▼
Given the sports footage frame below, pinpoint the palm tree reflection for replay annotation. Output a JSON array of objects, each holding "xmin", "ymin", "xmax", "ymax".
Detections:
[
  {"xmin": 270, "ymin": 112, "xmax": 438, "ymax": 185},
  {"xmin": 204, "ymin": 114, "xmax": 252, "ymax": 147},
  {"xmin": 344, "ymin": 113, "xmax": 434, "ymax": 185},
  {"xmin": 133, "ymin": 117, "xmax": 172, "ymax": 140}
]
▲
=== Aim ===
Transcribe the listing above line for line, with no changes to any character, number, or spacing.

=== Expected output ===
Given the sports footage frame below, pinpoint the palm tree reflection for replay annotation. Output a JSON array of objects, each holding "xmin", "ymin", "xmax", "ymax".
Detections:
[
  {"xmin": 270, "ymin": 112, "xmax": 438, "ymax": 185},
  {"xmin": 204, "ymin": 114, "xmax": 252, "ymax": 147},
  {"xmin": 344, "ymin": 113, "xmax": 434, "ymax": 185},
  {"xmin": 133, "ymin": 117, "xmax": 172, "ymax": 140}
]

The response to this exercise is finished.